◆ **What to work on**: Beginning at the line that includes "line as [2,44].", print each remaining line of the data word for word. Output nothing else.

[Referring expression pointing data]
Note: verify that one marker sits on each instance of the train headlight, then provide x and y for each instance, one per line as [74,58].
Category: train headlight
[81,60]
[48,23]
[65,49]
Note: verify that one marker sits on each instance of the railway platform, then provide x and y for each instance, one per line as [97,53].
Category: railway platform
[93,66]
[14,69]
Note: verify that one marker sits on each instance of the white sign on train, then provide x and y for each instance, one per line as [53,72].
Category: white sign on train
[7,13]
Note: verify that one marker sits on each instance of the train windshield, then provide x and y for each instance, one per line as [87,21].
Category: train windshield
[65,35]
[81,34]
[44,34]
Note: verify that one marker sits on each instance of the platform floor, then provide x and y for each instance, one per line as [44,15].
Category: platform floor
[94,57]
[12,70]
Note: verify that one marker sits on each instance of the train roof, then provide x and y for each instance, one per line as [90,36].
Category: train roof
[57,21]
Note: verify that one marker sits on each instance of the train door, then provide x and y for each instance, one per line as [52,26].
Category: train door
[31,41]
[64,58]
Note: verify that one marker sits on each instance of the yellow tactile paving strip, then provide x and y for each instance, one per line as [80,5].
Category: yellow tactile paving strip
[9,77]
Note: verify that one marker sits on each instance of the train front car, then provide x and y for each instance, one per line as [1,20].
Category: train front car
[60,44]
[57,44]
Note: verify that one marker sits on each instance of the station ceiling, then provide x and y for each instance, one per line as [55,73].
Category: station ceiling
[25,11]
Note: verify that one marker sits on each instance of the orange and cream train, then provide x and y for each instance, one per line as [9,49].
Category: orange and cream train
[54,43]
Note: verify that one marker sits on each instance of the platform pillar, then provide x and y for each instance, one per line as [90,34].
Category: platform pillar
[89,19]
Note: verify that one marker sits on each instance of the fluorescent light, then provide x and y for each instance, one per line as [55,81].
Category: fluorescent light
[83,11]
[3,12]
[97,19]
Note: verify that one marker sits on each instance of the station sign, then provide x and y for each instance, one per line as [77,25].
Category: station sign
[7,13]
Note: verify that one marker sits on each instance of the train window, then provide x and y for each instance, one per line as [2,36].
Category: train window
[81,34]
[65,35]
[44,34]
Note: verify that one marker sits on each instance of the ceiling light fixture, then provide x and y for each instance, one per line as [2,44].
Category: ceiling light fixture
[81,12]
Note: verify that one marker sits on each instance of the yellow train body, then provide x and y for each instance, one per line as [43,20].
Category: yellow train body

◆ **Task response**:
Note: verify that one marker sits on each instance of the ceiling light fixture, then provide x and y for each instance, one per line as [2,44].
Category: ceiling light fixture
[81,12]
Note: verify that one marker sits on each instance of the yellow train body, then provide x and y for each instance, one per line as [43,20].
Category: yellow train body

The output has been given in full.